Task inputs →
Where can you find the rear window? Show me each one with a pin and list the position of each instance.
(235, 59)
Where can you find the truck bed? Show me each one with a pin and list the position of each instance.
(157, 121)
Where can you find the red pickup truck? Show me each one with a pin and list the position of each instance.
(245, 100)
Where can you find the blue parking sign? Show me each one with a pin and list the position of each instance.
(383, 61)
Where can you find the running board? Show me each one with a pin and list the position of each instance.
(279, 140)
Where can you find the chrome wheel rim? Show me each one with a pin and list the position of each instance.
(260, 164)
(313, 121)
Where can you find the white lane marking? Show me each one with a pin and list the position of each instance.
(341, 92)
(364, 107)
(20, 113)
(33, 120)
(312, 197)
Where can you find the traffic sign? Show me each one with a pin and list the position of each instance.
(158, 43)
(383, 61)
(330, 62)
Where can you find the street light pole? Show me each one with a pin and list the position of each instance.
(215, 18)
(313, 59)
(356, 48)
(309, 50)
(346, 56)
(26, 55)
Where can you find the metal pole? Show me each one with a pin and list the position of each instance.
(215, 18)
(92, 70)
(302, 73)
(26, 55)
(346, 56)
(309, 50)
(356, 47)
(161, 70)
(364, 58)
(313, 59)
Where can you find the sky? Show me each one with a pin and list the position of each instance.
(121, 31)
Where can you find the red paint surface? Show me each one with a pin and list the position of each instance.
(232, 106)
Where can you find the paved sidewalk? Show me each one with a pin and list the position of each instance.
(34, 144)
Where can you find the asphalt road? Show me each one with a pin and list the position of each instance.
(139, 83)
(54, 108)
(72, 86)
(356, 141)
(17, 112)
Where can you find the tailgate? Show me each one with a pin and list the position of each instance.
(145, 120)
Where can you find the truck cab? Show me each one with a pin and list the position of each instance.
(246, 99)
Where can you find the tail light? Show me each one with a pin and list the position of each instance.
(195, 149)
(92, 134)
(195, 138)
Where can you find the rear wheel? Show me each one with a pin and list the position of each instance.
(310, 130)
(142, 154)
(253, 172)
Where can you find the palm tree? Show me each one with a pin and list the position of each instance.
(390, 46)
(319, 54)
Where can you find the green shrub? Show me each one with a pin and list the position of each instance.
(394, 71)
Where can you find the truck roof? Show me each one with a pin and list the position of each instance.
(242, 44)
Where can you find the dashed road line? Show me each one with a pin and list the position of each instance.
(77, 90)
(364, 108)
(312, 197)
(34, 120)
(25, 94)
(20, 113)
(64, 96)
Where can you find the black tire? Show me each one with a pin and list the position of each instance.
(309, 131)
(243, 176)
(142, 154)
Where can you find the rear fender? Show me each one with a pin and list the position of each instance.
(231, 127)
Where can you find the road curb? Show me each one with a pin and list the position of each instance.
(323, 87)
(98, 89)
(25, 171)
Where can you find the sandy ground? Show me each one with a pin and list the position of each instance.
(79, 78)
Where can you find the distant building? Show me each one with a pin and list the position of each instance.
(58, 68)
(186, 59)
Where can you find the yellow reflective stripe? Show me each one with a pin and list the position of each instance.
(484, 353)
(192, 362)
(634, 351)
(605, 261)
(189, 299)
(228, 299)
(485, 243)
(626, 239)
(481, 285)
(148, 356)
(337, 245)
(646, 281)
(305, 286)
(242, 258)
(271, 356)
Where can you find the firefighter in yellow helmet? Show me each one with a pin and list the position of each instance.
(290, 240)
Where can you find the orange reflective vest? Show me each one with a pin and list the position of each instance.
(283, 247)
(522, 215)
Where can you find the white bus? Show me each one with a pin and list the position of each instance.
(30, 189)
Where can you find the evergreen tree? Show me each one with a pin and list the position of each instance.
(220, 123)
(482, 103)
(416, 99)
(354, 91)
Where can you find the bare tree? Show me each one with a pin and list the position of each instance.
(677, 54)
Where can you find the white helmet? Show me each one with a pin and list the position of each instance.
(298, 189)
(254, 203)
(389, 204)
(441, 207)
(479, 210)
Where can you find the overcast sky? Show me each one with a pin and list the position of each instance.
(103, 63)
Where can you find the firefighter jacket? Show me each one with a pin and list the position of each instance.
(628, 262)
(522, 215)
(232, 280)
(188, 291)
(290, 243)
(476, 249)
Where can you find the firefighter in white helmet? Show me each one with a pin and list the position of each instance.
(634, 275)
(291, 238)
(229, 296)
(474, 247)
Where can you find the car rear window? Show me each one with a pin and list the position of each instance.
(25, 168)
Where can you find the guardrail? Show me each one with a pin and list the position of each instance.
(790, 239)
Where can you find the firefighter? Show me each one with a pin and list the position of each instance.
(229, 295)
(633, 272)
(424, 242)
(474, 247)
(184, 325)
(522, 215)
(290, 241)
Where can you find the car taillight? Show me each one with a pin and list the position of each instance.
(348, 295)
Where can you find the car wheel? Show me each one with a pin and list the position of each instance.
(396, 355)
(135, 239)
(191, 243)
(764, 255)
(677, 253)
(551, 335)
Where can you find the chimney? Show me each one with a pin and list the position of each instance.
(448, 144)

Task statement → Please return the whole listing, line for line, exactly.

Response →
Where can you find the rear window? Show me each one with a pin and list the position of each instance.
(235, 59)
Where can you find the truck bed? Show me each one with a pin and list the position of each instance.
(157, 121)
Where can you find the red pickup truck? Show me each one with a pin and list the position of each instance.
(245, 100)
Where can you find the blue parking sign? Show me each one with a pin and list the position of each instance.
(383, 61)
Where can you find the running board? Show me each one with a pin and list the position of each instance.
(279, 140)
Where can you find the chrome wheel rim? Show me each one with a pin and list the position of each instance.
(260, 164)
(313, 121)
Where can you find the white lane marking? Show me each one with a pin and list the position of each instance.
(341, 92)
(364, 107)
(20, 113)
(33, 120)
(312, 197)
Where can you find the traffic sign? Show me each one with a pin and list the position of each instance.
(158, 43)
(383, 61)
(330, 62)
Where can you find the street light pole? Show me each one with a pin and list the position of each instance.
(215, 18)
(313, 59)
(356, 48)
(309, 50)
(346, 56)
(26, 55)
Where can you find the metal pole? Show me each one with a pin and list the position of each instance.
(215, 18)
(92, 70)
(302, 73)
(26, 55)
(346, 56)
(309, 50)
(356, 47)
(161, 70)
(364, 58)
(313, 59)
Where can you find the sky? Show me each one with a pin and list the position of each instance.
(121, 31)
Where can you find the red paint surface? Show me each one with a pin and list the position of each instance.
(232, 106)
Where can you find the paved sidewalk? Show me each one with a pin and list the position of each instance.
(34, 144)
Where can you find the asphalt road? Show me each one with a pin and list the position of each instance.
(139, 83)
(54, 108)
(72, 86)
(356, 141)
(17, 112)
Where can you find the tailgate? Show me each one with a pin and list the position of each instance.
(145, 120)
Where can you find the truck cab? Show me each one with a pin and list the position of each instance.
(246, 99)
Where can you find the tail light? Show me each one with a pin and list the position of each instance.
(195, 149)
(92, 134)
(195, 138)
Where can you find the rear wheel? Show me each one with a pin and list the position of each instance.
(310, 130)
(142, 154)
(253, 172)
Where can you find the palm tree? Show me each one with a pin and list the position of each instance.
(390, 46)
(319, 54)
Where can you find the green shrub? Show me each one with a pin and list the position of each instance.
(394, 71)
Where can you find the truck roof? Show me each one with a pin and list the position of each instance.
(242, 44)
Where can you find the dashed road line? Show me each one with a pin and list the position of each instance.
(77, 90)
(364, 108)
(312, 197)
(34, 120)
(25, 94)
(20, 113)
(64, 96)
Where can you find the black tire? Show me each one with a pin and list the position of each instance.
(309, 131)
(243, 176)
(142, 154)
Where can you find the rear fender? Show me each one with a pin and list the position of each instance.
(231, 127)
Where can you find the road curb? Show me each one with a pin and list the position of each instance.
(323, 87)
(98, 89)
(25, 171)
Where can you find the sandy ground? Show me each one with a pin and list the position of each instance.
(79, 78)
Where can you find the distant building? Show me each one with a pin and list the position of each instance.
(58, 68)
(186, 59)
Where can you find the yellow reflective stripe? Show me each one with a pin and list the position of each instance.
(484, 353)
(192, 362)
(634, 351)
(605, 261)
(189, 299)
(228, 299)
(485, 243)
(626, 239)
(481, 285)
(148, 356)
(337, 245)
(646, 281)
(305, 286)
(242, 258)
(271, 356)
Where can you find the firefighter in yellow helmet? Show me each one with a pin and list the position of each instance.
(290, 240)
Where can you find the orange reflective vest? Show me each one with a pin and list the position of each instance.
(283, 247)
(522, 215)
Where can you find the white bus? Show me each one with a pin and list the position of each instance.
(30, 189)
Where can you find the evergreen tree? Show me each one with a pin and list the position of each instance.
(220, 123)
(482, 103)
(416, 99)
(354, 91)
Where can you find the bare tree? Show me each one with a pin and list the position of each instance.
(677, 54)
Where can you find the white helmet? Show me each one with a pin and list the position of each instance.
(298, 189)
(254, 203)
(389, 204)
(441, 207)
(479, 210)
Where can you find the overcast sky? Show me each one with a pin and list the position of each instance.
(103, 63)
Where can you find the firefighter jacket? Show me each one with a pin and list the position of each instance.
(628, 262)
(522, 215)
(232, 280)
(188, 291)
(290, 243)
(476, 249)
Where can you find the firefighter in white helmet? Show me each one with a pin and list the position of each instance.
(634, 275)
(291, 238)
(229, 296)
(474, 247)
Where can you find the car rear window? Show me each one with a pin and list the position of each instance.
(25, 168)
Where can you find the guardrail? Show me each one with a pin and list the position of each instance.
(790, 239)
Where can you find the firefighter? Show me each one with a pin and list the position of each instance.
(229, 295)
(633, 272)
(424, 242)
(474, 247)
(184, 325)
(522, 215)
(290, 241)
Where can you find the car taillight? Show me each one with a pin and list the position of each instance.
(348, 295)
Where can you find the car wheel? Show me each one with a pin and list the position of each instance.
(396, 355)
(135, 239)
(191, 243)
(764, 255)
(677, 253)
(551, 335)
Where can you find the chimney? Show me each one with a pin and list the position of each instance.
(448, 144)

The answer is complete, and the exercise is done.